The Commission considers that the question of whether the
applicant had a real opportunity of applying for compensation is linked
to the merits of his complaint and, as a result, it should be examined
at a later stage in the proceedings.
It follows that the Commission cannot at the present stage reject
the application on the ground that the applicant has failed to exhaust
domestic remedies as required under Article 26 (Art. 26) of the
Convention.
4. As regards the substance of the complaints, the Government submit
that Article 6 para. 1 (Art. 6-1) of the Convention did not apply to
the proceedings at issue. The applicant did not have a "right" to be
compensated, because the courts enjoy unfettered discretion in this
connection under domestic law. The question concerning compensation for
detention on remand is not of a "civil" but of a public law nature; the
State acts jure imperii and the unlawful character of the detention is
not a precondition. Neither is there a "dispute", since the court may
decide proprio motu and the State is not represented at the hearing -
the role of the prosecutor not being that of State's counsel. In any
event, the Government submit that the applicant could have been heard
if he had so wished and this is what Article 6 para. 1 (Art. 6-1) of
the Convention requires. The court refused him compensation because it
must have considered that he had been responsible for his own
detention. As it indirectly transpires from the court's decision, the
reason for the applicant's acquittal was that the court had doubts as
to his guilt.
◆ ◆ ◆ ◆
Exercise task 1: Reproduce the portion of the passage on the applicant's compensation claim that runs from "It follows that" up to and including "Convention.", word for word.

Supplied material:
◆ ◆ ◆ ◆
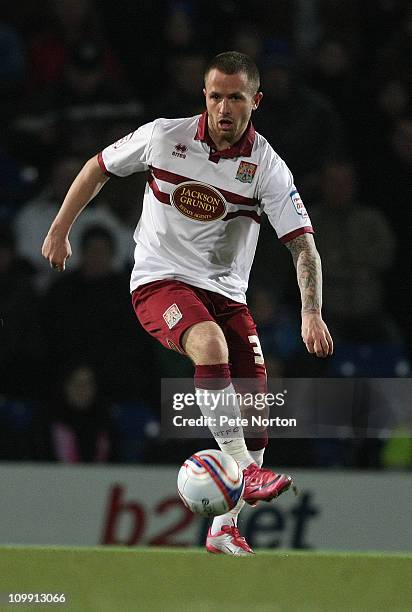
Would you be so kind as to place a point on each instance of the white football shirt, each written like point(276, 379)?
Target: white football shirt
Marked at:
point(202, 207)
◆ ◆ ◆ ◆
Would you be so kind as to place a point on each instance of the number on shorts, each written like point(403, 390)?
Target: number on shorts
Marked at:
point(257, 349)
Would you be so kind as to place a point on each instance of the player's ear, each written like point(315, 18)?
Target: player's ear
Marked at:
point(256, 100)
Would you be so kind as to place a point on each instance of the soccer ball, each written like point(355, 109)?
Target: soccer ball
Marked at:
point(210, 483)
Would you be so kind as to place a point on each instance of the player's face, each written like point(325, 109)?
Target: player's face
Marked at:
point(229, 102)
◆ ◆ ◆ ◆
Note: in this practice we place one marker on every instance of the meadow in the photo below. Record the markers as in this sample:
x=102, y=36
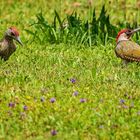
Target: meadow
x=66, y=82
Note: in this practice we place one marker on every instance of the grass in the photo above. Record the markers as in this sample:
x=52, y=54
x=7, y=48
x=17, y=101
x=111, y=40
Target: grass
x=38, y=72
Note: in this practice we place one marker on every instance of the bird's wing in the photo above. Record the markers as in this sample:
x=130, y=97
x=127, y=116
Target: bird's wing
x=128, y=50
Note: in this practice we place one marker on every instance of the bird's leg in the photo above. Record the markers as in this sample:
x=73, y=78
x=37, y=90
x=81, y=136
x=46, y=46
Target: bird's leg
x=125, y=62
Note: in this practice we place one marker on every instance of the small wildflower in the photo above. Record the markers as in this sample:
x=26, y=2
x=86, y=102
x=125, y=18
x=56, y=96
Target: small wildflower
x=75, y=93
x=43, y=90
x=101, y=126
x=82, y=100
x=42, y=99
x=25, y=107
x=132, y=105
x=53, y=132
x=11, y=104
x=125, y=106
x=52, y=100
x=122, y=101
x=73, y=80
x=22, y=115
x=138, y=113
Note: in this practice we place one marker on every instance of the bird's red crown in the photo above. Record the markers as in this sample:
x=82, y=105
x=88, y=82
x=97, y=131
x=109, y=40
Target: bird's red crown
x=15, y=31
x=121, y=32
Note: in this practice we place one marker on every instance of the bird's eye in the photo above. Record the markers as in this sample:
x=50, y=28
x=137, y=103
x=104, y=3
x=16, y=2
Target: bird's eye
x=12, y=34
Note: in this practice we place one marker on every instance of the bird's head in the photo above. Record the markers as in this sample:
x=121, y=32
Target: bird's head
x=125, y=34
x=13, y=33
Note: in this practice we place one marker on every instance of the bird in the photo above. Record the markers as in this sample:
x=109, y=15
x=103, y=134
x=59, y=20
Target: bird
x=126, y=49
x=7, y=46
◆ ◆ ◆ ◆
Exercise task 2: In the records, write out the lines from the line with "like point(325, 109)?" up to and including the line with "point(229, 102)", character for character and with nothing else.

Full output 1:
It follows that the Commission cannot at the present stage reject
the application on the ground that the applicant has failed to exhaust
domestic remedies as required under Article 26 (Art. 26) of the
Convention.

Full output 2:
Would you be so kind as to place a point on each instance of the player's face, each written like point(325, 109)?
Target: player's face
Marked at:
point(229, 102)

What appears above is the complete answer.